What you need to produce from the material below is an exact transcription of the lines from the one with "Study the photograph above. For every instance of the reflection" through the one with "Study the photograph above. For every instance of the bridge", both included, and no other line.

**Material for the task**
——

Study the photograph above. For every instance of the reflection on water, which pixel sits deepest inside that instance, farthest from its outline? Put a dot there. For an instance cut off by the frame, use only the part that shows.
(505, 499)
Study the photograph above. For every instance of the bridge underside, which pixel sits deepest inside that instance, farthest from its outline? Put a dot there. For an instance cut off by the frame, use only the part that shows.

——

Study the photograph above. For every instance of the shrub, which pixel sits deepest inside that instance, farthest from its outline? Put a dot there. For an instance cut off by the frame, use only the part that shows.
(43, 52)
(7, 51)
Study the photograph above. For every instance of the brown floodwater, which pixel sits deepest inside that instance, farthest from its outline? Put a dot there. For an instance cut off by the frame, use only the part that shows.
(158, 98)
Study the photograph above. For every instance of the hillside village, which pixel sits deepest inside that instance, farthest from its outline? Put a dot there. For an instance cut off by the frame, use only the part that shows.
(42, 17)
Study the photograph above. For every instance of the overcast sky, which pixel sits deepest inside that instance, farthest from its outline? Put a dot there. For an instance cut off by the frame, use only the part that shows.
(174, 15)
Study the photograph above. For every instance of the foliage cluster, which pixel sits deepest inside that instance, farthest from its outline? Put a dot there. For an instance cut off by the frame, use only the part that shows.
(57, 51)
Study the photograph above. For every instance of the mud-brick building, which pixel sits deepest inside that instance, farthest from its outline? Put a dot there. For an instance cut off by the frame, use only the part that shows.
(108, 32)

——

**Task response**
Study the photograph above. For every instance of the reflection on water, which pixel sits deepest inside that instance, farthest from its outline? Put a dot there. For an instance cut off by the frame, use only the part that shows.
(505, 499)
Study the photograph above. For every instance of the bridge underside, which pixel sits deepest inside that instance, farthest from its outline? Put a dot there. For an instance cut off by the frame, use only the part that shows.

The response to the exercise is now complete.